__Short exercise__.
Extract each line of the data below that contains the string "pull".

__Record excerpts__.
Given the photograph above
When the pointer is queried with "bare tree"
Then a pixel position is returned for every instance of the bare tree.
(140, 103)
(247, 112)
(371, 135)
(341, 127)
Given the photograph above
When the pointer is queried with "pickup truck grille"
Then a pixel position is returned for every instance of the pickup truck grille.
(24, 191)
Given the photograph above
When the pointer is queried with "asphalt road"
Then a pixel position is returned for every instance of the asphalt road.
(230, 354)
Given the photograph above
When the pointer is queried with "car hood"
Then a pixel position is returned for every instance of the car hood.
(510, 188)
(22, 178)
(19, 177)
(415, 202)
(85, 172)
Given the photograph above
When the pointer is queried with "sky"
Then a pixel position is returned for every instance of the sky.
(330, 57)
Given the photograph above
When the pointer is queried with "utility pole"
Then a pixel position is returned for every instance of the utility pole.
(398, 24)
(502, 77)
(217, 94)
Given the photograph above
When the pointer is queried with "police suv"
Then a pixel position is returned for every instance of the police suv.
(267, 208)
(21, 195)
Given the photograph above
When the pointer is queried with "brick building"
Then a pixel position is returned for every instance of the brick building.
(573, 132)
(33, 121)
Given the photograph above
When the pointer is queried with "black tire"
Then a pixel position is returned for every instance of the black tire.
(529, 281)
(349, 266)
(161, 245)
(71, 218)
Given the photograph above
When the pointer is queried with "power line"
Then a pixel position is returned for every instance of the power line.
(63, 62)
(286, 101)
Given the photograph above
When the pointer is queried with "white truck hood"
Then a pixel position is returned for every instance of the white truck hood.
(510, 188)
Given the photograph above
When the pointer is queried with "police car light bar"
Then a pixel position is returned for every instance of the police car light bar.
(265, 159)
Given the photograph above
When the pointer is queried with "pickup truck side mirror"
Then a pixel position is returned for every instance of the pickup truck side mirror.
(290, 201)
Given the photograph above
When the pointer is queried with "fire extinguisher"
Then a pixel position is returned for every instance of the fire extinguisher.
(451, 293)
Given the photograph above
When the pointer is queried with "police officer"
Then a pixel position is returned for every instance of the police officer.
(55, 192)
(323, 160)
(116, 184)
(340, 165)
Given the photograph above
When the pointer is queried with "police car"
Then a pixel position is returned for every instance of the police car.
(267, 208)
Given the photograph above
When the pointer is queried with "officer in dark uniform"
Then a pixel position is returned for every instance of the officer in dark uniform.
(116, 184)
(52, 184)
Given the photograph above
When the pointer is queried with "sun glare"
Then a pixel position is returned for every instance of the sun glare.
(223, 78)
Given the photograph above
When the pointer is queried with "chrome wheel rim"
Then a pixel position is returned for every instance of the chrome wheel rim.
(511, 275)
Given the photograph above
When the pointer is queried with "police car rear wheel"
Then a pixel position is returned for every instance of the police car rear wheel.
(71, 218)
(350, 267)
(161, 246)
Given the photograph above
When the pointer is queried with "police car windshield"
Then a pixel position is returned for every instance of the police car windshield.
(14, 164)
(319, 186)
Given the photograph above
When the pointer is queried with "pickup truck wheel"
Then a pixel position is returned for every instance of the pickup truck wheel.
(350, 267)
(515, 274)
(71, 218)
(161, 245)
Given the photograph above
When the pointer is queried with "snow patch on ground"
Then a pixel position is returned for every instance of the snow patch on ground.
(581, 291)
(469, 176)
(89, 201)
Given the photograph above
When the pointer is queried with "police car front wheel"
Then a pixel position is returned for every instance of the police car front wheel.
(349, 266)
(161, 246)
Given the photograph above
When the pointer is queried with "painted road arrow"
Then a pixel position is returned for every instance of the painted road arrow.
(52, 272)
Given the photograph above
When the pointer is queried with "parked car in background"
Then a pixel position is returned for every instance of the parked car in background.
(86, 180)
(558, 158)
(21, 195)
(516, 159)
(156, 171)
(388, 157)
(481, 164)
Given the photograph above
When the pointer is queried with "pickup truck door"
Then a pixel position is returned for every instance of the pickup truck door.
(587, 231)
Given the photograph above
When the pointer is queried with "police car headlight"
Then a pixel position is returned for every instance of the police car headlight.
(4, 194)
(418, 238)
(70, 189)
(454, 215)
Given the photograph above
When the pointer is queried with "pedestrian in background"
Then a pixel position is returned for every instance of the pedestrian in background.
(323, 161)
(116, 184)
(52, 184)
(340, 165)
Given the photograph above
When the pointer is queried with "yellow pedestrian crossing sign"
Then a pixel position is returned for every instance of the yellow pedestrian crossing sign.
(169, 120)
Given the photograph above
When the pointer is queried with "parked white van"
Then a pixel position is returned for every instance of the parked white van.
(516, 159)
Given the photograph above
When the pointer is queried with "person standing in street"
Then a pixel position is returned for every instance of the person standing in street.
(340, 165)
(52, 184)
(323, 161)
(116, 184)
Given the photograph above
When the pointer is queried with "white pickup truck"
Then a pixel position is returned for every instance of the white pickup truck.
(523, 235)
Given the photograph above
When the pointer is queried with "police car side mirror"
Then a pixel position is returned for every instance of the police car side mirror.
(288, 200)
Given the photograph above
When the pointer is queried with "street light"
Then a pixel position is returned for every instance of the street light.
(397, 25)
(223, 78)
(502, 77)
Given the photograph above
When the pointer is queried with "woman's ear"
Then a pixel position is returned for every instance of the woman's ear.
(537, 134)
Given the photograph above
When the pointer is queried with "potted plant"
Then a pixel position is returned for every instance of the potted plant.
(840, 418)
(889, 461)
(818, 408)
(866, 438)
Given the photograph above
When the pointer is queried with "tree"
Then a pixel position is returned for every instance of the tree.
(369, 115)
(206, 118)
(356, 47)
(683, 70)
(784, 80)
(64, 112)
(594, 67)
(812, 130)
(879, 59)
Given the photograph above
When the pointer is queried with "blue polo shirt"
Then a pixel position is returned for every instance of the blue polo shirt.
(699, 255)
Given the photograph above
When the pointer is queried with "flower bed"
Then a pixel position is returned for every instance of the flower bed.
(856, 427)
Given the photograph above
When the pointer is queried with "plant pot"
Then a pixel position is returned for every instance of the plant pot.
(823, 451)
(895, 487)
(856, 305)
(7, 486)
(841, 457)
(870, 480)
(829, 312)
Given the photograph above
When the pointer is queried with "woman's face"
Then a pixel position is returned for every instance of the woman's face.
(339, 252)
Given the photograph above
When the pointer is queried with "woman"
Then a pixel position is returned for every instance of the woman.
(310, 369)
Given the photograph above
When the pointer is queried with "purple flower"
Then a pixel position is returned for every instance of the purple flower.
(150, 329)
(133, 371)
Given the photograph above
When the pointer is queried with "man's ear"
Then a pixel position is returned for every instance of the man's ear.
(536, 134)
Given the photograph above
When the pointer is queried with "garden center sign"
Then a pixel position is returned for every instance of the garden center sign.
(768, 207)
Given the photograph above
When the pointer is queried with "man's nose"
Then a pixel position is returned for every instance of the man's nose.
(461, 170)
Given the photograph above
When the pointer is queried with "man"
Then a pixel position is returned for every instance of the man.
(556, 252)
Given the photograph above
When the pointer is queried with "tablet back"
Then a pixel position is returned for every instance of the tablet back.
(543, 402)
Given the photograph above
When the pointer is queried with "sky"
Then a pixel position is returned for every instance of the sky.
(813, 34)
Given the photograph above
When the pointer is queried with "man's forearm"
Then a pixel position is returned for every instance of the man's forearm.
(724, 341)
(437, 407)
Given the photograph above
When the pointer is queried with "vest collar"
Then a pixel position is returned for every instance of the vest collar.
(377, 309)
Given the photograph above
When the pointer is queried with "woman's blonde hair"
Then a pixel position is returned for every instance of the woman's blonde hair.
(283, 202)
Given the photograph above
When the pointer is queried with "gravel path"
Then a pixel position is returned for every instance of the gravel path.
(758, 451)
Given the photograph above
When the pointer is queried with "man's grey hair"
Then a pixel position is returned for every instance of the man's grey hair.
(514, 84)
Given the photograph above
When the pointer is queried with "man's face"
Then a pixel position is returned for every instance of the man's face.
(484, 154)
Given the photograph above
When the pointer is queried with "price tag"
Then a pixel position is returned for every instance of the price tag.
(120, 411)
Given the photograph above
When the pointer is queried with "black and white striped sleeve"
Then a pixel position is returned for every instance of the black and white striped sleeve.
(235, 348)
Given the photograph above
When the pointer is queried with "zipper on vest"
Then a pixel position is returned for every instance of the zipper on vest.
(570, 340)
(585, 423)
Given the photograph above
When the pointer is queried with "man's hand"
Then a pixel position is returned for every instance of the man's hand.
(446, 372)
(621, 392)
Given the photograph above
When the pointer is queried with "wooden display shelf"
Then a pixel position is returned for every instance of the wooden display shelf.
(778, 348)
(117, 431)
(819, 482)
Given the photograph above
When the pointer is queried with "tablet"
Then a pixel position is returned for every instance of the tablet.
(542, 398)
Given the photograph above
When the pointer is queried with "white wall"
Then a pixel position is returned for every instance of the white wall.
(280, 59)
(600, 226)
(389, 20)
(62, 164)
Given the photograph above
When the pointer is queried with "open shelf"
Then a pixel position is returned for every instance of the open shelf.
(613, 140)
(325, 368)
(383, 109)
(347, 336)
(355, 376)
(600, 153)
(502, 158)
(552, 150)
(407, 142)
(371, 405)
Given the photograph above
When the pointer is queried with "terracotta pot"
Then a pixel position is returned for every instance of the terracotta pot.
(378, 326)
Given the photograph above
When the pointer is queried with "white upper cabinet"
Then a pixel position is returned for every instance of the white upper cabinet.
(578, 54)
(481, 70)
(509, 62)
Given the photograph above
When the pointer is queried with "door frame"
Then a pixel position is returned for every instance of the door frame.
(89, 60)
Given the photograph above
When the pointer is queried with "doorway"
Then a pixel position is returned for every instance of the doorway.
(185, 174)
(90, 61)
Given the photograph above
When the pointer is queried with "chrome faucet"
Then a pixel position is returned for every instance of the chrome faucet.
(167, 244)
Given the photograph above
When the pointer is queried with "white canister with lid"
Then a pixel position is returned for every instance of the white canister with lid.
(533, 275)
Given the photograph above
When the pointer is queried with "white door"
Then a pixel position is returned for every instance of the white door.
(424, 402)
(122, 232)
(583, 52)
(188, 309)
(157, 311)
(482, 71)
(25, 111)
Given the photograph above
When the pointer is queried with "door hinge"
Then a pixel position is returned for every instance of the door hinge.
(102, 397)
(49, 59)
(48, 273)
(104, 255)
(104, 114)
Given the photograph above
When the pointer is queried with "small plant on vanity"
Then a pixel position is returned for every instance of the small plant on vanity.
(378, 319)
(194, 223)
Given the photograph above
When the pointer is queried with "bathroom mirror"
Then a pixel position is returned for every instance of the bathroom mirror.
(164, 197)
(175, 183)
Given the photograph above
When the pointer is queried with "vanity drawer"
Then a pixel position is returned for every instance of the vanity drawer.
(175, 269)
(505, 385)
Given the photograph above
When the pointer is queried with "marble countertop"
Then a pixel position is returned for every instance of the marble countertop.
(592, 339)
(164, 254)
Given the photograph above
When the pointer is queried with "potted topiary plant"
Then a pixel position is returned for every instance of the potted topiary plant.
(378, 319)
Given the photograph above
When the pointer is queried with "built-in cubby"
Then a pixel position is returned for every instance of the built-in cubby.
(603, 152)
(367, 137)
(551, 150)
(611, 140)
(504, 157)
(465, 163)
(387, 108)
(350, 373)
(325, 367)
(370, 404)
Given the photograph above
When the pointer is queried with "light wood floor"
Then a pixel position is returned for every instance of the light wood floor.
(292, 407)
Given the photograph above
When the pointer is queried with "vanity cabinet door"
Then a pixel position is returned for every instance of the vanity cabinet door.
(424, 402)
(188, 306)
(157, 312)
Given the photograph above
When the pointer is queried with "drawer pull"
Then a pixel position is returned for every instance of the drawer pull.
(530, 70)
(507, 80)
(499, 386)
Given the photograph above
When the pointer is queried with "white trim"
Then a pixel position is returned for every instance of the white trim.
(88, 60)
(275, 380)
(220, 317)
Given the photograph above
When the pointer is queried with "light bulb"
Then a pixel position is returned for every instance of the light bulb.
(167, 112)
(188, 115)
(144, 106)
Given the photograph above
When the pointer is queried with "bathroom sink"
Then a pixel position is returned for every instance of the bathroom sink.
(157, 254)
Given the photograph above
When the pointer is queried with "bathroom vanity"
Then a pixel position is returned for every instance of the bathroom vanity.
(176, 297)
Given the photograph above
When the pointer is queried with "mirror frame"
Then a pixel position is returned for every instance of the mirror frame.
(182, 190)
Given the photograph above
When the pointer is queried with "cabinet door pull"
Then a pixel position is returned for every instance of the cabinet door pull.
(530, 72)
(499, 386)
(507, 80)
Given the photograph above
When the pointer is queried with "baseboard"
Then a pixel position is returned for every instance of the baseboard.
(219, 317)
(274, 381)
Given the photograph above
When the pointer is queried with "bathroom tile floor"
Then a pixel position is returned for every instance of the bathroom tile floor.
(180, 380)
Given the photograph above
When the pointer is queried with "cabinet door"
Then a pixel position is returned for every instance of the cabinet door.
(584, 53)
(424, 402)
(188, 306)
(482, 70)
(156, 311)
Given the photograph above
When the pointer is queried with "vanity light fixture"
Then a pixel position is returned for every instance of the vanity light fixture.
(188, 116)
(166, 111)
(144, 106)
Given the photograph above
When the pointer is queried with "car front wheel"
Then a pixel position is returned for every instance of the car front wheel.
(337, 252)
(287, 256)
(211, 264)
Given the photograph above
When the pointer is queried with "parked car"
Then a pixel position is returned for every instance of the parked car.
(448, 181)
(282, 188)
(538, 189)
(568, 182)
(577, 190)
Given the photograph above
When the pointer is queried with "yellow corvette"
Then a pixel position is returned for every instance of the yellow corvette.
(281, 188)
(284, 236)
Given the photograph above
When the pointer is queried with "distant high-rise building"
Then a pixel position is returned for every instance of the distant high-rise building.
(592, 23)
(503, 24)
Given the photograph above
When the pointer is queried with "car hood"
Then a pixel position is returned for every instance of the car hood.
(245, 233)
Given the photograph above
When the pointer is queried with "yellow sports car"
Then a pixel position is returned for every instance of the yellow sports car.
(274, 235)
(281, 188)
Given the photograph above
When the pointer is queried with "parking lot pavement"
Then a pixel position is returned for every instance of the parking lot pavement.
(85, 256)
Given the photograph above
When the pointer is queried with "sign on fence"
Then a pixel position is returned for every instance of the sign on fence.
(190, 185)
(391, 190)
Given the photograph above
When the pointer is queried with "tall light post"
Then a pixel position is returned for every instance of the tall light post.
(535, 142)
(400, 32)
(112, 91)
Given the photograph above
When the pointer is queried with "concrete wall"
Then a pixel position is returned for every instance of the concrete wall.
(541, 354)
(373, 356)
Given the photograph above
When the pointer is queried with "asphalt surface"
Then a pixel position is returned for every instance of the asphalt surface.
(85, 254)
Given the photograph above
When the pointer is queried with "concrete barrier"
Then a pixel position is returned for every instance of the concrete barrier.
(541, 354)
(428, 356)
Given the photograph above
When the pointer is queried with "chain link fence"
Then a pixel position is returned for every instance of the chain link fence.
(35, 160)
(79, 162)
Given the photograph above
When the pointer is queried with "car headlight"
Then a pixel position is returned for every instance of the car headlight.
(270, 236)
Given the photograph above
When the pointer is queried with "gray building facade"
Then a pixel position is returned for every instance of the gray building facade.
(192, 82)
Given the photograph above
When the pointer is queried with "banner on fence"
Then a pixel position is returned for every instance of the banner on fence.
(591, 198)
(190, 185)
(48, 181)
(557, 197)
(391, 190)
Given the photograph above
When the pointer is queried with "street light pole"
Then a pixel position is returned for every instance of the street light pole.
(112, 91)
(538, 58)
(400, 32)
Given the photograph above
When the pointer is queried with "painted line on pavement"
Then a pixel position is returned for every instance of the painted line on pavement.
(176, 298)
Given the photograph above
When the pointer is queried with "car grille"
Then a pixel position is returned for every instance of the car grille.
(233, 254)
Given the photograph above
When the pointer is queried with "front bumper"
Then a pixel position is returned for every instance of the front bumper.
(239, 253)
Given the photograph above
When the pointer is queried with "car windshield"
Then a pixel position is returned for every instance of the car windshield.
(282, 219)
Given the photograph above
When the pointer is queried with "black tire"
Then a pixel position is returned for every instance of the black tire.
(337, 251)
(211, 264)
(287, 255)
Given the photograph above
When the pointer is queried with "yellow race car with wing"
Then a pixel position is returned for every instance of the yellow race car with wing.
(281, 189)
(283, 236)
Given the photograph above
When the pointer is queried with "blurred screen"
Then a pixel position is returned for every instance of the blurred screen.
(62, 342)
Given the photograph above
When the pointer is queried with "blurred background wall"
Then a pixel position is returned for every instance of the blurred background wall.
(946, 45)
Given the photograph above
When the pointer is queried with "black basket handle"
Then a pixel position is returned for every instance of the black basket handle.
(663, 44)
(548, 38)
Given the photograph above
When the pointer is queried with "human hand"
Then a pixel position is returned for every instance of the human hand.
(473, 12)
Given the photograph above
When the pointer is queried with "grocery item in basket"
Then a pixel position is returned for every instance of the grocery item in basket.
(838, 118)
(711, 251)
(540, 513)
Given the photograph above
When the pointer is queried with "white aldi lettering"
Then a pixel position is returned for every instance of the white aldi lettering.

__Solved problem__.
When the pointer is queried with "drawer pull"
Then a pixel position is returned for every instance of the drawer pull.
When the pointer is queried with "cabinet door pull"
Then a pixel position is returned for every instance of the cabinet door pull.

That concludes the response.